**What the task requires:**
Copy the data from its first line through the line containing "x=173, y=92", substituting "mark" for every "pin" and leaving everything else unchanged.

# # # #

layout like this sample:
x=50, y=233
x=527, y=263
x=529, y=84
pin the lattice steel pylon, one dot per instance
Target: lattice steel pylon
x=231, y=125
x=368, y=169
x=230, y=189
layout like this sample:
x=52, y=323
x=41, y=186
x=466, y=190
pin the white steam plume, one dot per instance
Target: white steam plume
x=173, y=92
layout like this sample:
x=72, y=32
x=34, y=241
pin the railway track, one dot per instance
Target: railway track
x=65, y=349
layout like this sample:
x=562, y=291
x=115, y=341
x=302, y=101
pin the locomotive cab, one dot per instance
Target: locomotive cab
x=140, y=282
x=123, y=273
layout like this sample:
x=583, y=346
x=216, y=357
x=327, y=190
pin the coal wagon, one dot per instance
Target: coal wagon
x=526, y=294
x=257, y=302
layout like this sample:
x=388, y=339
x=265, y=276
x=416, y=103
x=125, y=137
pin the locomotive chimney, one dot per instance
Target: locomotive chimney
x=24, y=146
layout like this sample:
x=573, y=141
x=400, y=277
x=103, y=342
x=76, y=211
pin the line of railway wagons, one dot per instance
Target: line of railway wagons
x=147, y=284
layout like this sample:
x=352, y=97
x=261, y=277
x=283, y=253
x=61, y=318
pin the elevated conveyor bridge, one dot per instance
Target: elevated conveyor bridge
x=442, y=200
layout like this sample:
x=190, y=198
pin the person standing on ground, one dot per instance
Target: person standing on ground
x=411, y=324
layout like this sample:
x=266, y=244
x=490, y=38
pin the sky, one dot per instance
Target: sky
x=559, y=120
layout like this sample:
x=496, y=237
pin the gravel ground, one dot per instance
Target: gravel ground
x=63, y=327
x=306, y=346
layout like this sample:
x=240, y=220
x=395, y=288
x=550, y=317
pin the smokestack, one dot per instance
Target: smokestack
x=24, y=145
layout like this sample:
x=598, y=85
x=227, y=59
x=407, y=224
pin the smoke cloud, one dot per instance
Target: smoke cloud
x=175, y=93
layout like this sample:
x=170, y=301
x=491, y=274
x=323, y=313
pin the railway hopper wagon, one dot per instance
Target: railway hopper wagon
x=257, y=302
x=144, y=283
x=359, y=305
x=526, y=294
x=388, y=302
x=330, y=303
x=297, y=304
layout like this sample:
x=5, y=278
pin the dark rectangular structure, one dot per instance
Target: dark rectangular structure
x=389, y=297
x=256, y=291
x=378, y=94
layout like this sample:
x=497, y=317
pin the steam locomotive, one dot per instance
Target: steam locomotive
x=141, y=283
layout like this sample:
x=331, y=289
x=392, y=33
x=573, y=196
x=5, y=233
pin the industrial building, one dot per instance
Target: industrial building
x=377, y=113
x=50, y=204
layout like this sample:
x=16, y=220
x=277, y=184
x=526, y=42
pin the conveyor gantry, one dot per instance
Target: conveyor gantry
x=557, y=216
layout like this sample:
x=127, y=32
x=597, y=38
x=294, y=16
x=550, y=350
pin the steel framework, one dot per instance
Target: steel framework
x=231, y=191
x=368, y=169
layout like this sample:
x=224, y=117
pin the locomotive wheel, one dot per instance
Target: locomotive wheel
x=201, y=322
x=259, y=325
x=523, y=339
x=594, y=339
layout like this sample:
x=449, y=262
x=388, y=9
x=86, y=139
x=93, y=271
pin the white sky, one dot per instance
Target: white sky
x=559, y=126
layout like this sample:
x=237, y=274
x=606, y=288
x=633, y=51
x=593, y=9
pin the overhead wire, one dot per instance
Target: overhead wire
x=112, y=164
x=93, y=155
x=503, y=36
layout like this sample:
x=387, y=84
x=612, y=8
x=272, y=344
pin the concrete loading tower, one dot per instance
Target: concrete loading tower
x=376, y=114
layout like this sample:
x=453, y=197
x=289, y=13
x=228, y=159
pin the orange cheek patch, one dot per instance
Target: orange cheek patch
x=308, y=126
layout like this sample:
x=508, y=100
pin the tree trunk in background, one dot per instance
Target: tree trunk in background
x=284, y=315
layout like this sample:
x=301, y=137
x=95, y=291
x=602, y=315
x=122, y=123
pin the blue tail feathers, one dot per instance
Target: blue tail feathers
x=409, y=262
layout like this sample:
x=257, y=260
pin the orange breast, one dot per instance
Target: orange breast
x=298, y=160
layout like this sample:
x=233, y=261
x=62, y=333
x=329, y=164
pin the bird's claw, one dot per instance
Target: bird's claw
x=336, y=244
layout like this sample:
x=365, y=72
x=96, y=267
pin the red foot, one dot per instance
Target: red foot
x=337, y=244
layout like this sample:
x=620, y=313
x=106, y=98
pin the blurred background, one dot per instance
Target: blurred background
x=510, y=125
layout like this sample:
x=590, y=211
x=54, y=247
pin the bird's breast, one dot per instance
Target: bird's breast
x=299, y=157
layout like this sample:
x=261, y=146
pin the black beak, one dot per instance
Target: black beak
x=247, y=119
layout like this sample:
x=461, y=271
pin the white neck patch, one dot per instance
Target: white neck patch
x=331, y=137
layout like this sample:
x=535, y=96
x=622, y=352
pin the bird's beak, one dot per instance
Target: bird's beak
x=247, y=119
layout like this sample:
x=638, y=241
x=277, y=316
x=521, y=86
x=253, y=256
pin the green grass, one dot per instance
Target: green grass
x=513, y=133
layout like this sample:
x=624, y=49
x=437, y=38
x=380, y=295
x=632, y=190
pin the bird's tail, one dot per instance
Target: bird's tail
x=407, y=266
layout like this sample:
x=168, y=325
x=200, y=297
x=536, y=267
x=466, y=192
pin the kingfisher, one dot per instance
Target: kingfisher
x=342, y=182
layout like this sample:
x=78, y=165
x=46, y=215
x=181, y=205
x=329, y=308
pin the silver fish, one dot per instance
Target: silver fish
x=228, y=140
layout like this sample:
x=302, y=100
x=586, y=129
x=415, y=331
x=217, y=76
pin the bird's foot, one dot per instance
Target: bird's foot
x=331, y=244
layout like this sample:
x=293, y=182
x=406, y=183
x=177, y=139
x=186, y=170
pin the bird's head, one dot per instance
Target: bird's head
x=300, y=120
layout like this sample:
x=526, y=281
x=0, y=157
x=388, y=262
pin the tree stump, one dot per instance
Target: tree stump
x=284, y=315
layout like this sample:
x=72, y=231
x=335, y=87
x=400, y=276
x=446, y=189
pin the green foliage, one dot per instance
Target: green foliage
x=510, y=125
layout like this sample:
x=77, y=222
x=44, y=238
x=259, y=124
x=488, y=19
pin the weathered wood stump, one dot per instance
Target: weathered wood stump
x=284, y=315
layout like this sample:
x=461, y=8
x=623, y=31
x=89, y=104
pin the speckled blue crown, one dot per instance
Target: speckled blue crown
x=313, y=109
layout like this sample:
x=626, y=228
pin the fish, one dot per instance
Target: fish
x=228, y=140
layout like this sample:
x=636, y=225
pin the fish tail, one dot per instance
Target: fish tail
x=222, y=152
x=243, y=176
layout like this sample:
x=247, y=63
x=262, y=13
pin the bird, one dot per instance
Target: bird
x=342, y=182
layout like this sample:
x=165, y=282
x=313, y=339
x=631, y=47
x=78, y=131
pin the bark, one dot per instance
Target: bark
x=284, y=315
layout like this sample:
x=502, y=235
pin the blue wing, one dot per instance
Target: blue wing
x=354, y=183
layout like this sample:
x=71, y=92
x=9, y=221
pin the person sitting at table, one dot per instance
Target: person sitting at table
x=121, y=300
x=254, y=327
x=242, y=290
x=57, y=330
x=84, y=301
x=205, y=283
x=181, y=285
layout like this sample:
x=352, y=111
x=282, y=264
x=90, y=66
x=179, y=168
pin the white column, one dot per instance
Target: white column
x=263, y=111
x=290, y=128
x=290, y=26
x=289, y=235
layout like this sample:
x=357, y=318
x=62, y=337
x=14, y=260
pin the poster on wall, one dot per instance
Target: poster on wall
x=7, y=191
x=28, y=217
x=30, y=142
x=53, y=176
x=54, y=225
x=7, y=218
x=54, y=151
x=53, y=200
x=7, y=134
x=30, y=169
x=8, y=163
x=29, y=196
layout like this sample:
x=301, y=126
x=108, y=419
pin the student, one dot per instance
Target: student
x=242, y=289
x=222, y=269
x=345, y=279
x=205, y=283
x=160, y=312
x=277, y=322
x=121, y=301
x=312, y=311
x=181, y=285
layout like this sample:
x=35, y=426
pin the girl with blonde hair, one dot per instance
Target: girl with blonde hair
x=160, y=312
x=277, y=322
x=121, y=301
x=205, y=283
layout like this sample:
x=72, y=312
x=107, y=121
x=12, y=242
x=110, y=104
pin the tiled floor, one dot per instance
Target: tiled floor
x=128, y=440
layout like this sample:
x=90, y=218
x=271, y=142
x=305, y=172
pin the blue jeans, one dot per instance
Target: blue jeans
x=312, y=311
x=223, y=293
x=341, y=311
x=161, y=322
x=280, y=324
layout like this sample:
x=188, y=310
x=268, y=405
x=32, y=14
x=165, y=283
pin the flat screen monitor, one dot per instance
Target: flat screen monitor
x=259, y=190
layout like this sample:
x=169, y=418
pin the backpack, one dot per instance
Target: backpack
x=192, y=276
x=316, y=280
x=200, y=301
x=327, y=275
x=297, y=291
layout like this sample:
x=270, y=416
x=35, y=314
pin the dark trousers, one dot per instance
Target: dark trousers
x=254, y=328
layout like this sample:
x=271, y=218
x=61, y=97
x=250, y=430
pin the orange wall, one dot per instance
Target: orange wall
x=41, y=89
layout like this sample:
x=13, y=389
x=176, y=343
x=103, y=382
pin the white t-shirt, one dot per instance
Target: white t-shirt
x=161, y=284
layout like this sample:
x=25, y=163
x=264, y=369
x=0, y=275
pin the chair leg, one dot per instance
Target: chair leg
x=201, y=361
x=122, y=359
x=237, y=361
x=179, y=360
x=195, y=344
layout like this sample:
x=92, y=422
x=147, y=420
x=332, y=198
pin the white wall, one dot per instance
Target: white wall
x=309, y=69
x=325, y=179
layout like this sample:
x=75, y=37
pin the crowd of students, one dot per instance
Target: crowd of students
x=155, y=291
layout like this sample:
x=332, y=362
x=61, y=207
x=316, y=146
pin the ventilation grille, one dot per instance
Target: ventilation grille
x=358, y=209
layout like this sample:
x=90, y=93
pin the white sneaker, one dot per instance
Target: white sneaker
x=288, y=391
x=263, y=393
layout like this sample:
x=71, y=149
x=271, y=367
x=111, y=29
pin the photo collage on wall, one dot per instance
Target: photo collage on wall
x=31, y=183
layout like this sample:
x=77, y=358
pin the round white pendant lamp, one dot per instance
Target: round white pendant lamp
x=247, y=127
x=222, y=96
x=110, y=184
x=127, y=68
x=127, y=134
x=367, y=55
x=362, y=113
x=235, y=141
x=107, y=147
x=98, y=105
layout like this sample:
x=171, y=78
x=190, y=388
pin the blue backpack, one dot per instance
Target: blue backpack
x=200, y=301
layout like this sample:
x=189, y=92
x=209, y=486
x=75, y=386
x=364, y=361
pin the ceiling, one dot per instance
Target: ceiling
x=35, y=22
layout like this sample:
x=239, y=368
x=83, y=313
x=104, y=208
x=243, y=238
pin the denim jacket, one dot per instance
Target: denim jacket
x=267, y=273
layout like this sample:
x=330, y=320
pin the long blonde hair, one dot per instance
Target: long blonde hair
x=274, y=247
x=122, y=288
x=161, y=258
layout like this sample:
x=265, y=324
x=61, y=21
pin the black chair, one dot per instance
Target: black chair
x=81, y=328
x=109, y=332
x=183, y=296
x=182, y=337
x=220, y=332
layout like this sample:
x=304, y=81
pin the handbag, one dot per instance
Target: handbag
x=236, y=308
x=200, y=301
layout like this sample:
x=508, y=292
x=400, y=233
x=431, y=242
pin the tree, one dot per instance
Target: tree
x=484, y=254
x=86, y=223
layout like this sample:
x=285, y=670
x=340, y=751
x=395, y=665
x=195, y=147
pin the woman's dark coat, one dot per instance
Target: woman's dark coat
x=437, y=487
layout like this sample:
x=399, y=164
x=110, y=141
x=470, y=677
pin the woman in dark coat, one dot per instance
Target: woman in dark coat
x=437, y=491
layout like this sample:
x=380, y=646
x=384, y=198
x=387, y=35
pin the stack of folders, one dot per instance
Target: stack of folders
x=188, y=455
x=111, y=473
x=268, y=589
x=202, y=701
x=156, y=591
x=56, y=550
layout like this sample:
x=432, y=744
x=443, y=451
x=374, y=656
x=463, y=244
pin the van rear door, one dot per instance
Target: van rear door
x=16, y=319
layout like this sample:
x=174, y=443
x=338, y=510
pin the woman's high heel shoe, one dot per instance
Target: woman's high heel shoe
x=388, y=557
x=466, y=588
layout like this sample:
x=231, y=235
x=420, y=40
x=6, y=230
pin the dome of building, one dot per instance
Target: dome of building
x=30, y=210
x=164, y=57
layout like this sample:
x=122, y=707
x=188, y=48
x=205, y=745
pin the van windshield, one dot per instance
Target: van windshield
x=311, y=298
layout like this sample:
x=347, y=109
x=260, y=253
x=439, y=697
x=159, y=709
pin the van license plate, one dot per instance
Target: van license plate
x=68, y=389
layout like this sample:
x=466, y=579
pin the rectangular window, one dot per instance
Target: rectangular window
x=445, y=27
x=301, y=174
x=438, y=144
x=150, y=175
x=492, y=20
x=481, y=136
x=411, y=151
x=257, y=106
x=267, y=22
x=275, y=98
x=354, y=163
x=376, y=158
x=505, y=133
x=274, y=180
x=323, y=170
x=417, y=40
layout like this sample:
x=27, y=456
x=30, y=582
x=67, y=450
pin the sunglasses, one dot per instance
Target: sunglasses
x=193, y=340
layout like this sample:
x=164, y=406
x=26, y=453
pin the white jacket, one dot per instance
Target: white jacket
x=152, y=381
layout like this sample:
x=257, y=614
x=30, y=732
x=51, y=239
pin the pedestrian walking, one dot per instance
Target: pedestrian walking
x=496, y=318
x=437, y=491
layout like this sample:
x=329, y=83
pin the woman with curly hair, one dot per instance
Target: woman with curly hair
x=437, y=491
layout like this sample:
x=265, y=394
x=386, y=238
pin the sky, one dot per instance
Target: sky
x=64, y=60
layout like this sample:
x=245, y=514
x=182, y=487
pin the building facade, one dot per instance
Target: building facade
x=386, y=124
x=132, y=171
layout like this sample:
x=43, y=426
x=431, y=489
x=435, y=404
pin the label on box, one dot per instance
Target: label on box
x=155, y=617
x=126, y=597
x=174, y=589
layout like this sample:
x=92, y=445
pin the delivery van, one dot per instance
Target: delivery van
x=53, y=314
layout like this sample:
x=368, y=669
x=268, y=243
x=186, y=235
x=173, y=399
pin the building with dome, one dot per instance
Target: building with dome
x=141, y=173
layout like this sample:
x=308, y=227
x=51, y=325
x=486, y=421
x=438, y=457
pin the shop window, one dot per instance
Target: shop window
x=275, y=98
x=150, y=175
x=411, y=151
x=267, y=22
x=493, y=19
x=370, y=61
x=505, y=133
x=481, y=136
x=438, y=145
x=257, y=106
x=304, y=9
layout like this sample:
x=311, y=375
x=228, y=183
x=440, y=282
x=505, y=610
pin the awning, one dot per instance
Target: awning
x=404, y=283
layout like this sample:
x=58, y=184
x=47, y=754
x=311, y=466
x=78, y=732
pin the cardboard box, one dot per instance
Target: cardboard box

# # # #

**The output:**
layout like this sample:
x=50, y=233
x=527, y=263
x=529, y=84
mark the lattice steel pylon, one dot per instance
Target: lattice steel pylon
x=231, y=125
x=368, y=169
x=230, y=189
layout like this sample:
x=52, y=323
x=41, y=186
x=466, y=190
mark the white steam plume, one dot per instance
Target: white steam plume
x=173, y=92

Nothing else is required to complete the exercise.